— BEGIN Dataset records —

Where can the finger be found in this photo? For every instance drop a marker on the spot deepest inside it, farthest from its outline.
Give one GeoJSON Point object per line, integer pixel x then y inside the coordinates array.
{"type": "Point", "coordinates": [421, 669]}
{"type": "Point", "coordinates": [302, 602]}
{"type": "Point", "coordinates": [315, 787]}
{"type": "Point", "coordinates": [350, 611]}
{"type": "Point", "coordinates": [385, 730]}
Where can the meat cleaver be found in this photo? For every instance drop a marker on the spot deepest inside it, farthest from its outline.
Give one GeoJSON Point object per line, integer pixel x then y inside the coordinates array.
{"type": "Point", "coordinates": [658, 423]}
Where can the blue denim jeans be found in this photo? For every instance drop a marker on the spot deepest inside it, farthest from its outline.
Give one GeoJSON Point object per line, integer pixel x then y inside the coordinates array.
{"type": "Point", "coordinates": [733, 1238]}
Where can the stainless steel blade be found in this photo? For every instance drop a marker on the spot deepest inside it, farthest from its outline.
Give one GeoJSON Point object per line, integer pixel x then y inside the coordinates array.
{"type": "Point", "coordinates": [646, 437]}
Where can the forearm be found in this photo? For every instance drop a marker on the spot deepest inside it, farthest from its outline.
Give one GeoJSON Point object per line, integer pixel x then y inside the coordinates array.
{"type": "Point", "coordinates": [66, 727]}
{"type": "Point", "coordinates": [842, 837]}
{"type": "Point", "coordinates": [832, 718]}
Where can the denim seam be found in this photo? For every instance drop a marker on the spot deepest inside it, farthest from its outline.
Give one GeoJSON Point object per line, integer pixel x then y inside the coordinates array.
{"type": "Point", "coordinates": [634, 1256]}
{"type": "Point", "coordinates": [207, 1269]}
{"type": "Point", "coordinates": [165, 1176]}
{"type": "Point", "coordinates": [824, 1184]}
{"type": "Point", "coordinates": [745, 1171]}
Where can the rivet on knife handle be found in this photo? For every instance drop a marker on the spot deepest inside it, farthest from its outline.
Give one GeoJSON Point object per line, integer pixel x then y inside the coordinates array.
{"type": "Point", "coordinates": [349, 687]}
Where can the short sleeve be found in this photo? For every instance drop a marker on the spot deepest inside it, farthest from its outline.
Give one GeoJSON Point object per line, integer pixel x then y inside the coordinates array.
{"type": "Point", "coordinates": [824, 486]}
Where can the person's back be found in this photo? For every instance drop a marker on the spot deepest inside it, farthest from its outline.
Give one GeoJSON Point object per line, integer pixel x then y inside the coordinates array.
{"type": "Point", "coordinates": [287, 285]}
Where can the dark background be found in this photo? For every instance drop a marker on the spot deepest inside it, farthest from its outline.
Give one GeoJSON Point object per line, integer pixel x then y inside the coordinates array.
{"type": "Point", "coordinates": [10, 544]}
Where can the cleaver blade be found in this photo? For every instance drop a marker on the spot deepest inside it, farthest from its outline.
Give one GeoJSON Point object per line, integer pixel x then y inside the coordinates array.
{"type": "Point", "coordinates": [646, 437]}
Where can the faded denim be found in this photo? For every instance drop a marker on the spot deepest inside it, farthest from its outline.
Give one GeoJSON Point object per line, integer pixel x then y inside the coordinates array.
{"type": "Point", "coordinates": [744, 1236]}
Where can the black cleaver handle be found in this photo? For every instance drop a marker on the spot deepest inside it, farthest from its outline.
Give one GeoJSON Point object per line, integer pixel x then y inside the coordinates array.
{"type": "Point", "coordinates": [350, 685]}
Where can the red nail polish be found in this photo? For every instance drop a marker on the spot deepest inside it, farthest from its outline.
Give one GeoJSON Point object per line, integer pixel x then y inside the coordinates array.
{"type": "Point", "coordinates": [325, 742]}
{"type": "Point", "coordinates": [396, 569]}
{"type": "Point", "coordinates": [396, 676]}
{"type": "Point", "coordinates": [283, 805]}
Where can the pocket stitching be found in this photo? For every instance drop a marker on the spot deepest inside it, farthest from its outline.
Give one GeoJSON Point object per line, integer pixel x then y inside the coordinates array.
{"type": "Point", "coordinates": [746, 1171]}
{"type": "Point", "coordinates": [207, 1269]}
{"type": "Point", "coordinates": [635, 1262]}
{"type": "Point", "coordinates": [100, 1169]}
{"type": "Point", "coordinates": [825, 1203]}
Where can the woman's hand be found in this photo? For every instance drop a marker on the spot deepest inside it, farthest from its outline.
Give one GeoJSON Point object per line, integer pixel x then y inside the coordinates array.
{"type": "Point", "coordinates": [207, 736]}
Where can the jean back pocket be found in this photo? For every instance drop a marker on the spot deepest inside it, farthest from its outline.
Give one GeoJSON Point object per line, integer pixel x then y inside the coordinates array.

— END Dataset records —

Rewrite the full listing with "marker" changed to "pin" everywhere it appears, keeping every other part the same.

Where can the finger be found in this photo? For every instance drop a pin on the spot deepest inside it, farthest from its outline.
Give one GeoJSON Point object per line, integer pixel x then y inside the coordinates array.
{"type": "Point", "coordinates": [421, 669]}
{"type": "Point", "coordinates": [302, 602]}
{"type": "Point", "coordinates": [315, 787]}
{"type": "Point", "coordinates": [350, 611]}
{"type": "Point", "coordinates": [385, 730]}
Where can the meat cleaver be found in this photo? For every instance drop a pin on the spot deepest inside it, farthest from its outline.
Give one GeoJSON Point object per line, integer pixel x then y inside the coordinates array.
{"type": "Point", "coordinates": [658, 423]}
Where can the blue denim jeans be found in this photo? For every instance drop a pin on the spot deepest inside it, farthest from its outline.
Give one GeoJSON Point object per line, integer pixel x then y inside the coordinates array.
{"type": "Point", "coordinates": [733, 1238]}
Where can the stainless steel blade be found in this photo? For every instance drop a pin on the spot deepest inside it, farthest from its outline.
Give one GeoJSON Point object per line, integer pixel x then y inside the coordinates array.
{"type": "Point", "coordinates": [646, 437]}
Where can the forearm be found in this photo? For every instance drop a pin on the spot deepest inside it, farthest from its outline.
Give one GeoJSON Point object per line, integer pixel x then y inside the coordinates array.
{"type": "Point", "coordinates": [66, 727]}
{"type": "Point", "coordinates": [842, 837]}
{"type": "Point", "coordinates": [832, 718]}
Where can the denim seam be found in this photo? For every instance drop a pin on the spot deepest inside it, farthest from its outline.
Give one GeoJSON Point object per line, integer pixel x then y inside the coordinates array.
{"type": "Point", "coordinates": [634, 1256]}
{"type": "Point", "coordinates": [207, 1269]}
{"type": "Point", "coordinates": [165, 1176]}
{"type": "Point", "coordinates": [824, 1184]}
{"type": "Point", "coordinates": [745, 1171]}
Where can the rivet on knife handle be found in this photo? For every instance drop a pin on the spot deepest inside it, farthest from its outline.
Give one GeoJSON Point object per line, integer pixel x then y inside the coordinates array.
{"type": "Point", "coordinates": [349, 687]}
Where can the short sleeve be found in this photo? For every instance drop a pin on the spot deepest inside it, farthest from its outline.
Give one GeoJSON Point object per line, integer pixel x then y inside the coordinates array.
{"type": "Point", "coordinates": [824, 486]}
Where can the person's back be found in this photo? For every instance drop a pin on the spot deepest inside it, farthest from its outline.
Give one GeoJSON Point object per line, integer pixel x then y inside the coordinates array.
{"type": "Point", "coordinates": [287, 285]}
Where can the dark background be found in this photo? For every instance drop a pin on the spot deepest inside it, farthest from its outline.
Give one GeoJSON Point object per line, integer pixel x then y inside the coordinates array.
{"type": "Point", "coordinates": [10, 544]}
Where can the cleaver blade be found in this photo? For every instance drop a pin on the spot deepest inside it, farthest from its outline.
Give one GeoJSON Point object per line, integer pixel x then y inside the coordinates array.
{"type": "Point", "coordinates": [646, 437]}
Where can the faded denim be found in this photo? For every instance drop a pin on the spot deepest inside it, farthest from its outline.
Give one GeoJSON Point object per line, integer pixel x then y inside the coordinates array.
{"type": "Point", "coordinates": [744, 1236]}
Where can the black cleaver handle be found in this photo? For every instance drop a pin on the spot deepest inside it, farthest from its outline.
Give one GeoJSON Point object per line, integer pixel x then y inside the coordinates array.
{"type": "Point", "coordinates": [350, 685]}
Where can the red nail polish be found in this photo? For every instance drop a pin on the spot deepest inside it, farthest from its outline.
Give one GeoJSON Point object per line, integer pixel x then y inside the coordinates array.
{"type": "Point", "coordinates": [325, 742]}
{"type": "Point", "coordinates": [396, 569]}
{"type": "Point", "coordinates": [396, 676]}
{"type": "Point", "coordinates": [283, 805]}
Where can the pocket stitching be found in this photo? For every instance drop a pin on the spot deepest inside it, farthest from its outline.
Give one GeoJSON Point object per line, integer pixel x then y inside the coordinates array.
{"type": "Point", "coordinates": [746, 1171]}
{"type": "Point", "coordinates": [207, 1269]}
{"type": "Point", "coordinates": [635, 1262]}
{"type": "Point", "coordinates": [100, 1169]}
{"type": "Point", "coordinates": [825, 1203]}
Where can the woman's hand be found in this photo? For every instance drop a pin on the spot deepest inside it, farthest from its outline.
Give one GeoJSON Point object per line, integer pixel x then y inside the coordinates array.
{"type": "Point", "coordinates": [207, 736]}
Where can the jean back pocket be found in this photo? For every instance drop a pin on the spot deepest inside it, farthest from its outline.
Give one GeoJSON Point object per line, integer pixel x then y inside the coordinates array.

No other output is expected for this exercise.